**DATA FOR THIS EXERCISE:**
------------------------

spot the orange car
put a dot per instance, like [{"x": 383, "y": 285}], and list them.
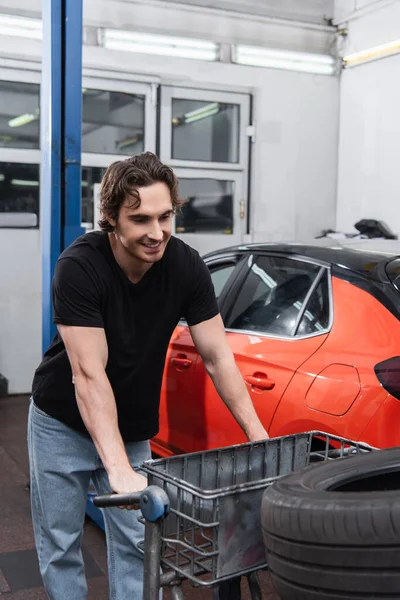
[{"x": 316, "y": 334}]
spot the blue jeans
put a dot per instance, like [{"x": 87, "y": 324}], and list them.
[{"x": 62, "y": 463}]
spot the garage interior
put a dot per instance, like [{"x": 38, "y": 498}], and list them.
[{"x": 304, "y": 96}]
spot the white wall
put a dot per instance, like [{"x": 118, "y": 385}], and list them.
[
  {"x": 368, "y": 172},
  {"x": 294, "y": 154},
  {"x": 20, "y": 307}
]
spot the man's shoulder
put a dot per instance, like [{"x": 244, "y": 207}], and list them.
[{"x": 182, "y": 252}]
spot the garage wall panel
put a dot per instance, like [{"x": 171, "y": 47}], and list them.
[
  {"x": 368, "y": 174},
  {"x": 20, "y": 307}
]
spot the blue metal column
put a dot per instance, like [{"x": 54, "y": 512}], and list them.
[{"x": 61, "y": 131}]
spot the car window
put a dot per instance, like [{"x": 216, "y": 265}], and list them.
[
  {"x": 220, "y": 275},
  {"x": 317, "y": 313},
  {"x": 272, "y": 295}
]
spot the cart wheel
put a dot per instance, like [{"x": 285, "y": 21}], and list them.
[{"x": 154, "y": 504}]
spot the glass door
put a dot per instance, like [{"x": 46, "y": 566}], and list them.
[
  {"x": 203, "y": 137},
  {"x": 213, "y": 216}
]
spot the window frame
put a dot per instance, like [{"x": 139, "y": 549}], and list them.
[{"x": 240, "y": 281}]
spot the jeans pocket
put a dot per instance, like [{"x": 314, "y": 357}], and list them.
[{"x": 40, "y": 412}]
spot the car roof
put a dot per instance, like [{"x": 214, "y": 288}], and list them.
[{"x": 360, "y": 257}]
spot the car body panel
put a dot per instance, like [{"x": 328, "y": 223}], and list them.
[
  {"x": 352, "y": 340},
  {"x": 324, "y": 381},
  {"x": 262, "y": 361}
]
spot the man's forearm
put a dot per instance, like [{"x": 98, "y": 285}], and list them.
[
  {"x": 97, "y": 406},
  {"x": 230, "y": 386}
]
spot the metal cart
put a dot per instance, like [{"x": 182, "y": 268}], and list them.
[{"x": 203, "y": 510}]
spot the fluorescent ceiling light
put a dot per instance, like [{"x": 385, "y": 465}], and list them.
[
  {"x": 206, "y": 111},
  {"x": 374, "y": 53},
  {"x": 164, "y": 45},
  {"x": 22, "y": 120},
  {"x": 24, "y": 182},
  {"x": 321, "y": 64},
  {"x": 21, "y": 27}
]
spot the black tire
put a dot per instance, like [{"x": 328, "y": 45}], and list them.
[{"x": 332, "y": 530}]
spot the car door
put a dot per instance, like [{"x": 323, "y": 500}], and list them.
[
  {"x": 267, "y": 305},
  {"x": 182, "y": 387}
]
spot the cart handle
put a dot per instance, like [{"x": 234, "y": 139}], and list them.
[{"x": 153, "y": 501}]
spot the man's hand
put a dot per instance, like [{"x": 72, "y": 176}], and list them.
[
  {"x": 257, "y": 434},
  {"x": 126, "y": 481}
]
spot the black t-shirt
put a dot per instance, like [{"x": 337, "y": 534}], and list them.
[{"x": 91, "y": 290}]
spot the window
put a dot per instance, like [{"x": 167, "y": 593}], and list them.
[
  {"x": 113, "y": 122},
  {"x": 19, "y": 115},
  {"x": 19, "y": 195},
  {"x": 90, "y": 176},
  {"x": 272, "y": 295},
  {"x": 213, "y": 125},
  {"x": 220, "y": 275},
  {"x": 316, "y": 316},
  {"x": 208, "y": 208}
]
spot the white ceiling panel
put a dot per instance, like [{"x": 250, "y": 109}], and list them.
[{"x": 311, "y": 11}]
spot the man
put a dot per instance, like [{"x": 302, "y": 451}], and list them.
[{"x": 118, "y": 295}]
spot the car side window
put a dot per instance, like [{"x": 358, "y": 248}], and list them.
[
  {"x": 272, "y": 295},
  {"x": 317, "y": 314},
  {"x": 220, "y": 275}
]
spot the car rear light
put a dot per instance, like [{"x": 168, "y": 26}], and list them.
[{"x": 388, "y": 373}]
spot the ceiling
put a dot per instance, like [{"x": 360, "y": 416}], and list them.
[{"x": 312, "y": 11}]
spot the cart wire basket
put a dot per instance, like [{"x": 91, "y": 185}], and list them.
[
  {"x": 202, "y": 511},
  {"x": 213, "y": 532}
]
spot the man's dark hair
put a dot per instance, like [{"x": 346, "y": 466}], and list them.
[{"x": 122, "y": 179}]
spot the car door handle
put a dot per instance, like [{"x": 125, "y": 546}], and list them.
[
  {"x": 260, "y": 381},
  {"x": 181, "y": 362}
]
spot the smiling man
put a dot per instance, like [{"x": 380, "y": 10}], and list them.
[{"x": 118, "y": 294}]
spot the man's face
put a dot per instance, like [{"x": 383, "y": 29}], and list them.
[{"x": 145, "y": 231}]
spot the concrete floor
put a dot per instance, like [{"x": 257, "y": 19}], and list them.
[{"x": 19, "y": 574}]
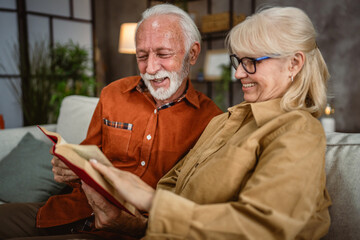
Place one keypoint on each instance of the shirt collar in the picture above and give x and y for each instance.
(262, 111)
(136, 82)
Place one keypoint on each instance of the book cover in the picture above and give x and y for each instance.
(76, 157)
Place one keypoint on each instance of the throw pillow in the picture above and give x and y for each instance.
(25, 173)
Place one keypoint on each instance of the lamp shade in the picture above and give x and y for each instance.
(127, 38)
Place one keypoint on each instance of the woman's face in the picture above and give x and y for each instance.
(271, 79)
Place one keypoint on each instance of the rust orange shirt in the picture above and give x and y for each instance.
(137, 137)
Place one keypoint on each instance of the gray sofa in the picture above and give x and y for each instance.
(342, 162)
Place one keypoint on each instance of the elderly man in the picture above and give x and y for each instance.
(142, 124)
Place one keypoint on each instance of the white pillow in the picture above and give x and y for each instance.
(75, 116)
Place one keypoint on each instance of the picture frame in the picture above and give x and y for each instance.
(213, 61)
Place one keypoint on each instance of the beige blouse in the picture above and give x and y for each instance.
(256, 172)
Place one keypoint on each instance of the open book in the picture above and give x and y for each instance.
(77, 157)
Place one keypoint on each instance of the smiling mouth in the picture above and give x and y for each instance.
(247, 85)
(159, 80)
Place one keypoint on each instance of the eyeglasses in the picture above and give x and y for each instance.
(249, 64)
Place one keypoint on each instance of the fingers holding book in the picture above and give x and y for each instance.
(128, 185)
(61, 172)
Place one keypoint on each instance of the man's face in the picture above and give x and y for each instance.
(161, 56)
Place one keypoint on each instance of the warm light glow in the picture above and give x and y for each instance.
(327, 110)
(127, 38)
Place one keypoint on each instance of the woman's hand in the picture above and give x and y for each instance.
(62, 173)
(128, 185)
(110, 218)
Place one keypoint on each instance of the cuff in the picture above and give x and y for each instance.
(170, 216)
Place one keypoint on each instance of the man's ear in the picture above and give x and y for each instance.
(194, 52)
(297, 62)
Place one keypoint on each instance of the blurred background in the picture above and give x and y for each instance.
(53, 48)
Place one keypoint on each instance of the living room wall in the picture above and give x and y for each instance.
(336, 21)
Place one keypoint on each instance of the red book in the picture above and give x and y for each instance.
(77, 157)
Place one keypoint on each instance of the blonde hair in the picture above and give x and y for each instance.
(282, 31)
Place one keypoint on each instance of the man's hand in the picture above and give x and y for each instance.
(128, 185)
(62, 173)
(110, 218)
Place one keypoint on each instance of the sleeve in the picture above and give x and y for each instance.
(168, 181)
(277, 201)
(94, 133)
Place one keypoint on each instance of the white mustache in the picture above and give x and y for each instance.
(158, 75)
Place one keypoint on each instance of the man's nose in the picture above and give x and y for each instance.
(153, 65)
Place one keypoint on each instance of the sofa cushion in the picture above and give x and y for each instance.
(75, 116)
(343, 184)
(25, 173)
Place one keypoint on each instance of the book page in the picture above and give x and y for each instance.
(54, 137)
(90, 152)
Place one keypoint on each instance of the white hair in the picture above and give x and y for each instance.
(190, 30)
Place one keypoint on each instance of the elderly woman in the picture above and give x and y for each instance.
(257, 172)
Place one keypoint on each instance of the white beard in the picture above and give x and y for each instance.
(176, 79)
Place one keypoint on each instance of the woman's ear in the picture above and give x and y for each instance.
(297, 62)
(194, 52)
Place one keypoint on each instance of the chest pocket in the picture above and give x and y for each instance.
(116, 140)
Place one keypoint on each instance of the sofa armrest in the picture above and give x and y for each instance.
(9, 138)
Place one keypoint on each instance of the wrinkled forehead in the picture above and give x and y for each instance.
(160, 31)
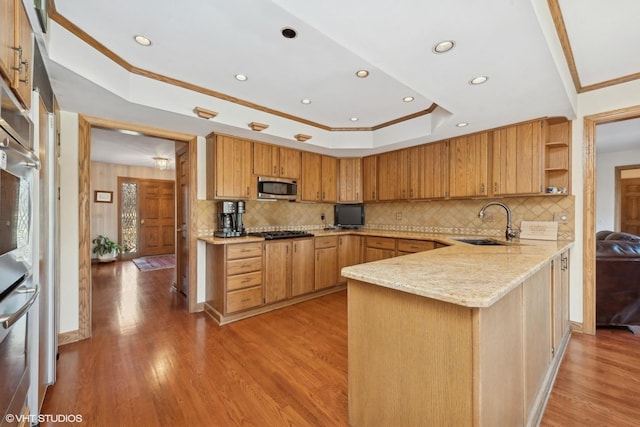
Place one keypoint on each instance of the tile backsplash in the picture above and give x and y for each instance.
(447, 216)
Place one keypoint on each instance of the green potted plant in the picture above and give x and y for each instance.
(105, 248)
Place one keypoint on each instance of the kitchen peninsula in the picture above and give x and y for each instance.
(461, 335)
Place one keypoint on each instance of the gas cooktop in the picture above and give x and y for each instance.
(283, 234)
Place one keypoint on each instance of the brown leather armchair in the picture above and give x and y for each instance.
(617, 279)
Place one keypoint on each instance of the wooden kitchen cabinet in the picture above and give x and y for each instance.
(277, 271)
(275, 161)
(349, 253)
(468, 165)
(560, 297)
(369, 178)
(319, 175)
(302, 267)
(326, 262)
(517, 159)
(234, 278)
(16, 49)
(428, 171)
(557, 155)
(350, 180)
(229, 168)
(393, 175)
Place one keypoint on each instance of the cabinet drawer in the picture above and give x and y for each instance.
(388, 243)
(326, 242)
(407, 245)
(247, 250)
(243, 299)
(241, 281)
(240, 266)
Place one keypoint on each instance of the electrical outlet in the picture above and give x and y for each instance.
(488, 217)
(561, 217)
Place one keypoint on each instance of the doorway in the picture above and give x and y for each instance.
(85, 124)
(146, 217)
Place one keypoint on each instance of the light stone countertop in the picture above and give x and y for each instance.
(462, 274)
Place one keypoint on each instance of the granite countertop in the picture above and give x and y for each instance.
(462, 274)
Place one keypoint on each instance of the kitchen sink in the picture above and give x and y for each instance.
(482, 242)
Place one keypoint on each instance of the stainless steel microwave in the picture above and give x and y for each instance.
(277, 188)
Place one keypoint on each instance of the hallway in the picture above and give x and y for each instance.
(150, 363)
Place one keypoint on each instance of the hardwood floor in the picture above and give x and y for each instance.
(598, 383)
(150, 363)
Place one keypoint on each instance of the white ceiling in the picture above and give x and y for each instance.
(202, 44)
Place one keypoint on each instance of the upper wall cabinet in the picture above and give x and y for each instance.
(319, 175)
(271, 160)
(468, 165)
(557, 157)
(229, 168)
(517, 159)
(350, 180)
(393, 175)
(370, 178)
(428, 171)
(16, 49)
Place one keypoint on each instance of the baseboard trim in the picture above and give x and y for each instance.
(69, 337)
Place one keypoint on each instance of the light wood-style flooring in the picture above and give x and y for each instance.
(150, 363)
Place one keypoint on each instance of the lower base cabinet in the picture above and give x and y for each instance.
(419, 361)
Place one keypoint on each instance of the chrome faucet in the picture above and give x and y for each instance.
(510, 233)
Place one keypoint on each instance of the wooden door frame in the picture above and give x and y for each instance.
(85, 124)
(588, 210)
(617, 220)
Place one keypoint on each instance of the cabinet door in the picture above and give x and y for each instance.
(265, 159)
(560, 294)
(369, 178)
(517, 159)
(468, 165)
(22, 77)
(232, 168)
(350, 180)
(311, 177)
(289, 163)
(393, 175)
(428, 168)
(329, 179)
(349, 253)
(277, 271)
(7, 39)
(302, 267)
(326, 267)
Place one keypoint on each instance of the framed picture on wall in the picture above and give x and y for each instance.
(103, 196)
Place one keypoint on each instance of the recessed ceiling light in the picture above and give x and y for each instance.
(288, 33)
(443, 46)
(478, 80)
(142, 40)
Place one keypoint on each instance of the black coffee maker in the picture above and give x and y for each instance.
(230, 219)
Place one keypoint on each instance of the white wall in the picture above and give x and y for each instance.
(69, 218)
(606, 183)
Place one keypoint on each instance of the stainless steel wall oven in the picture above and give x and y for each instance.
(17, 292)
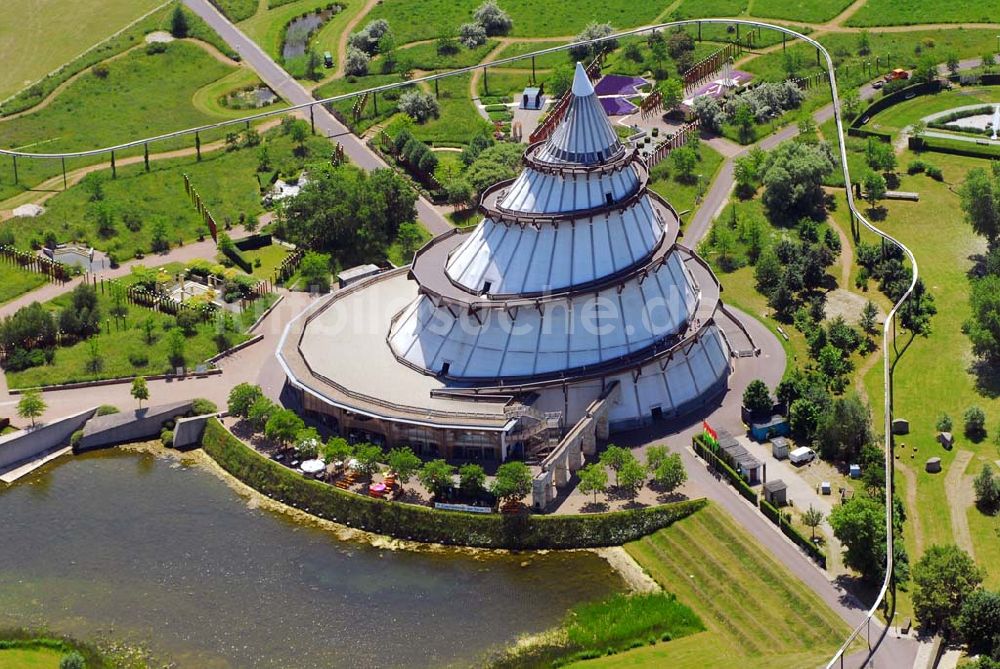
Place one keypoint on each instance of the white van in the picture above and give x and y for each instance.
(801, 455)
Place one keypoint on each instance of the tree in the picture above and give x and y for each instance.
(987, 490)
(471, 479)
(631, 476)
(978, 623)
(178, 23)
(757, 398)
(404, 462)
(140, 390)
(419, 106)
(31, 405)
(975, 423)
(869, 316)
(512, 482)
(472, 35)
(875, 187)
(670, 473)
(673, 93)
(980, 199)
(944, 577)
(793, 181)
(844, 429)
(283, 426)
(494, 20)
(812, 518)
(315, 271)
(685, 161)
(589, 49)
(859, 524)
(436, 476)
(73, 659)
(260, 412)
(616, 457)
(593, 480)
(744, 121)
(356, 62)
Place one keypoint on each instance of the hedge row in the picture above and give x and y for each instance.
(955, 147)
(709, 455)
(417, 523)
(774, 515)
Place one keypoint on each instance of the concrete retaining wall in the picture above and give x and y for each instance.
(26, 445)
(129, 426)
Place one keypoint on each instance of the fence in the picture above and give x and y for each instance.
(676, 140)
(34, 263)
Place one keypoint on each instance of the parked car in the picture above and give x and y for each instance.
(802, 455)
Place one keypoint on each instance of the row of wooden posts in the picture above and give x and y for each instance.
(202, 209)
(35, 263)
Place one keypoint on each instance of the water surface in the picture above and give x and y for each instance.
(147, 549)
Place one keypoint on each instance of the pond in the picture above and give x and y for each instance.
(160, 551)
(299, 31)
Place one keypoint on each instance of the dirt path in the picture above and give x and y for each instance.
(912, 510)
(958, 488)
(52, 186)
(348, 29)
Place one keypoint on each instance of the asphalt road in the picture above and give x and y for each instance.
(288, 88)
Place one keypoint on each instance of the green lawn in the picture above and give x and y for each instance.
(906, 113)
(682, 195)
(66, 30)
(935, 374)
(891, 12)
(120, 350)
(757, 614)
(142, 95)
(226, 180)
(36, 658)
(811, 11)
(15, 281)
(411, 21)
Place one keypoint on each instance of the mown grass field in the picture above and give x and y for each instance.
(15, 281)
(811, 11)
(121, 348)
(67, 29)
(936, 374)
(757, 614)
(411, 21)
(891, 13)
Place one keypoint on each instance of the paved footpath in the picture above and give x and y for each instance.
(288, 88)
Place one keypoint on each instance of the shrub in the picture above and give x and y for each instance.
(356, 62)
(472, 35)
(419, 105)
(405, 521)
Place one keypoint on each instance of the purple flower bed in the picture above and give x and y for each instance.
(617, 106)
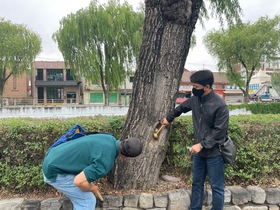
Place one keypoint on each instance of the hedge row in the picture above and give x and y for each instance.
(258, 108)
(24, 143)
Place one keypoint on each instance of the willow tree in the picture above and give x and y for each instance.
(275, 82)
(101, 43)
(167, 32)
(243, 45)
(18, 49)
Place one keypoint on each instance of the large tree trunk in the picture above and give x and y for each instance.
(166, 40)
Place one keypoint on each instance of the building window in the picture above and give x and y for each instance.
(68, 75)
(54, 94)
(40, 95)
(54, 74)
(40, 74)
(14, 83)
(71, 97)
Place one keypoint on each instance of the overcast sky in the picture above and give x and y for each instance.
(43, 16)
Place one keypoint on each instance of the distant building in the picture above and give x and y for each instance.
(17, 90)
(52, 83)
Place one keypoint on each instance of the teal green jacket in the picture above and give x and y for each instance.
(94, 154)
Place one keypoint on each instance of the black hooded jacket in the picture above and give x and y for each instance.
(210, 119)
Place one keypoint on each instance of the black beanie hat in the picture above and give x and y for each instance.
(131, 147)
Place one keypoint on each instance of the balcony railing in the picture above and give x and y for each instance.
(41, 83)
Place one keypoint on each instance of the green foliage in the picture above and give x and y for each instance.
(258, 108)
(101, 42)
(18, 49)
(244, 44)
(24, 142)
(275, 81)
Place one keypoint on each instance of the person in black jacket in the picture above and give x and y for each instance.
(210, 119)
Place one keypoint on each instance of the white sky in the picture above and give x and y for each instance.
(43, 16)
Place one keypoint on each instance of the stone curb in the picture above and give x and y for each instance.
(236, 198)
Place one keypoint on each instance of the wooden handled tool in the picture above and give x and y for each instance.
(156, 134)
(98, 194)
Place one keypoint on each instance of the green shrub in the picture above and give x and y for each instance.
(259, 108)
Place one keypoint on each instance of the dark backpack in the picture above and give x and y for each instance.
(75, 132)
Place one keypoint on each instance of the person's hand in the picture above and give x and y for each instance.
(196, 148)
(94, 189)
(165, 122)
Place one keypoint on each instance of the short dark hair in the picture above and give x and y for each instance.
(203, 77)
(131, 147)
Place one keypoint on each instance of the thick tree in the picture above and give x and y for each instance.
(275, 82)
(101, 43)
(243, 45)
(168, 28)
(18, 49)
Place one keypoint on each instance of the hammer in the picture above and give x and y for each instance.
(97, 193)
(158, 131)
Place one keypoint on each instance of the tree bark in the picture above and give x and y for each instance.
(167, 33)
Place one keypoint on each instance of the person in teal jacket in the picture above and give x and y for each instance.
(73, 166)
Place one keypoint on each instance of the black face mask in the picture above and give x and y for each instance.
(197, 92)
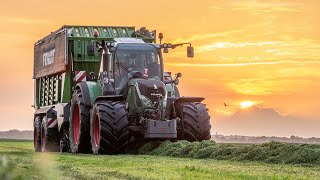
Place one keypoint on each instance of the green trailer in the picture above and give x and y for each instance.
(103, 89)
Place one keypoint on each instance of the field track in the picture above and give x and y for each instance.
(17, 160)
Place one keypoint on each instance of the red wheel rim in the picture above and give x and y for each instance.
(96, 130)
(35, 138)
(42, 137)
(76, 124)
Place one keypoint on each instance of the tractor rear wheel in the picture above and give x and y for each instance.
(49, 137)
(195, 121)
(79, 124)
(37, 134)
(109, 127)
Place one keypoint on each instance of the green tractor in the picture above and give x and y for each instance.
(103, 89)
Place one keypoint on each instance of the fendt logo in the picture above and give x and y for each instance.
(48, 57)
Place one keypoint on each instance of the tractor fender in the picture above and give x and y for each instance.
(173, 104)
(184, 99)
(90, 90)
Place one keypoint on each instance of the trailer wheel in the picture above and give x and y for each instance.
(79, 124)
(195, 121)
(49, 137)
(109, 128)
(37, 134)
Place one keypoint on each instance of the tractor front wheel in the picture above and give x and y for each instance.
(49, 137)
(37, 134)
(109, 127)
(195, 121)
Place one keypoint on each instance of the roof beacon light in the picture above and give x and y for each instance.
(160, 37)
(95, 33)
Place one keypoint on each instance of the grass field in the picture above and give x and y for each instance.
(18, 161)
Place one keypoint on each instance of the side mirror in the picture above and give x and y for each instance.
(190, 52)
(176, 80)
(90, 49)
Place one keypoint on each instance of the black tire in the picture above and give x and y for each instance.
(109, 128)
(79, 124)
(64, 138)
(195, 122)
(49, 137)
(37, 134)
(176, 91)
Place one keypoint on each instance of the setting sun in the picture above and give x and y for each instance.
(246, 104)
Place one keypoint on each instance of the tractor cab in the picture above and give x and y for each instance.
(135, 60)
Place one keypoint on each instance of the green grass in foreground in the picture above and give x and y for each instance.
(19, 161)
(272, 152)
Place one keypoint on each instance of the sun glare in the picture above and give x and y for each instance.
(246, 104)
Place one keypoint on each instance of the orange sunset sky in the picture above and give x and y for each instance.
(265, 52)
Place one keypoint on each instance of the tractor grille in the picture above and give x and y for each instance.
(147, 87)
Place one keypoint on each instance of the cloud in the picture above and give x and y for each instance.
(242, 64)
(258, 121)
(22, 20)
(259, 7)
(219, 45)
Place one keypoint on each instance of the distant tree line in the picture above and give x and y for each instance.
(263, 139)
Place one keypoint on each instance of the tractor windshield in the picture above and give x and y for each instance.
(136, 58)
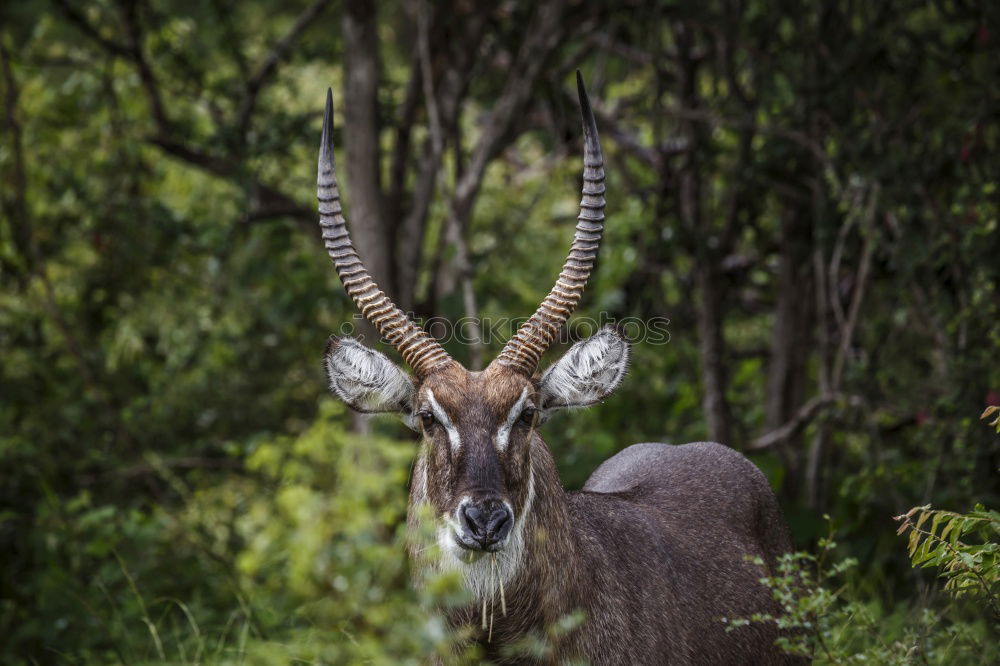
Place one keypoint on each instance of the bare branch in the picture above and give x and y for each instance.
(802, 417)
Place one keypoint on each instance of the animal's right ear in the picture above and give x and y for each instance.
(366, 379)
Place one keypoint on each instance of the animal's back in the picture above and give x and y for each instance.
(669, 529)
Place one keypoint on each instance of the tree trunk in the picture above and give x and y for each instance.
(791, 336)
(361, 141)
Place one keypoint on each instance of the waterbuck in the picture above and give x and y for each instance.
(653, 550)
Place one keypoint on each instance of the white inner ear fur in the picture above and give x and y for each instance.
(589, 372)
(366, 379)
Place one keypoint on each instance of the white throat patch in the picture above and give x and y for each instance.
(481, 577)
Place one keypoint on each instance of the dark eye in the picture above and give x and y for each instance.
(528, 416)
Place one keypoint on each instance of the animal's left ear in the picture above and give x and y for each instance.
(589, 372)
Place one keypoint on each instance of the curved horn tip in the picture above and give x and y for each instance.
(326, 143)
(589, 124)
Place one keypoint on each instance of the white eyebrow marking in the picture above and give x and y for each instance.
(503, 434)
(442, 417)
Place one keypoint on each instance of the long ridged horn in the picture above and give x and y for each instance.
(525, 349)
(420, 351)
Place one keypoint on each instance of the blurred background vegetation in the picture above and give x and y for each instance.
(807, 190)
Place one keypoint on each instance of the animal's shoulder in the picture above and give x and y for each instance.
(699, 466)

------------------------

**JOB:**
Extract, exactly as they appear, the lines from the one containing "Place one keypoint on each instance of the bare" through the final line.

**EXERCISE RESULT:**
Place one keypoint on each instance of the bare branch in the picture above and give x and y for each instance.
(802, 417)
Place one keypoint on each instance of the animal's right ear in the picture above and give x and y for each instance.
(366, 379)
Place one keypoint on each instance of the animal's back in the picture above and give x and y for each instance.
(669, 529)
Place one keypoint on each instance of the tree trunk in the picture above and give x and y for each instance.
(791, 336)
(361, 141)
Place one keypoint on each instance of the waterbuck in the picture above and give x and y for each instance.
(653, 550)
Place one keypoint on each instance of the white inner ear fur in the picture above and give x and y for each instance.
(589, 372)
(366, 379)
Place one keypoint on each instance of the white throat patch in the picture above and give x and y for each instance.
(481, 577)
Place one keypoint on each instance of the dark eye in the picture above and give x and y for each instance.
(528, 416)
Place one keypoint on each instance of the animal's left ear in the picture above and give x and y for each instance.
(589, 372)
Place one keypoint on each instance of the curved horn tip in the picture above and give x and y for each instance.
(326, 143)
(589, 124)
Place one keypoint on each instance of the white eyebrow marking in the picture above and give x and y for each instance.
(503, 434)
(442, 417)
Place one keypoint on each instance of the long ridged horn in the picture above and give x and y for each instance.
(525, 349)
(420, 351)
Place one keypoint on each instance of the blurred background vegetation in the picture above and give x and y for each instance.
(807, 190)
Place one keypoint on each instance of the animal's shoulder in the picture above and give x and y for each instance.
(699, 466)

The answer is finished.